[Saved entries]
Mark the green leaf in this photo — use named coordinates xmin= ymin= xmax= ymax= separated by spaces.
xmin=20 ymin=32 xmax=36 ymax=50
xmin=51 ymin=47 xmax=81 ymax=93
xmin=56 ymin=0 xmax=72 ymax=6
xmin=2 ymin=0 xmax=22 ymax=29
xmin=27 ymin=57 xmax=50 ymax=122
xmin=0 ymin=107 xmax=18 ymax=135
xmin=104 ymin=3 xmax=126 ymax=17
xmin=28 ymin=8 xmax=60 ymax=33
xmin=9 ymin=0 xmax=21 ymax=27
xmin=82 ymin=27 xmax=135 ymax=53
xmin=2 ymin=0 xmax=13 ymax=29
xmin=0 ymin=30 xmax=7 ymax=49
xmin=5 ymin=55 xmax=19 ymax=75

_Task objective_. Now repeat the data exactly, keeping every line.

_Answer for this exercise_.
Mark the green leaf in this photo — use named coordinates xmin= ymin= xmax= ymax= separated by spaces.
xmin=20 ymin=32 xmax=36 ymax=50
xmin=51 ymin=47 xmax=81 ymax=93
xmin=56 ymin=0 xmax=72 ymax=6
xmin=2 ymin=0 xmax=22 ymax=29
xmin=27 ymin=57 xmax=50 ymax=122
xmin=0 ymin=107 xmax=18 ymax=135
xmin=104 ymin=3 xmax=126 ymax=17
xmin=28 ymin=8 xmax=60 ymax=33
xmin=9 ymin=0 xmax=21 ymax=27
xmin=82 ymin=27 xmax=135 ymax=53
xmin=2 ymin=0 xmax=13 ymax=29
xmin=0 ymin=30 xmax=7 ymax=49
xmin=5 ymin=55 xmax=19 ymax=75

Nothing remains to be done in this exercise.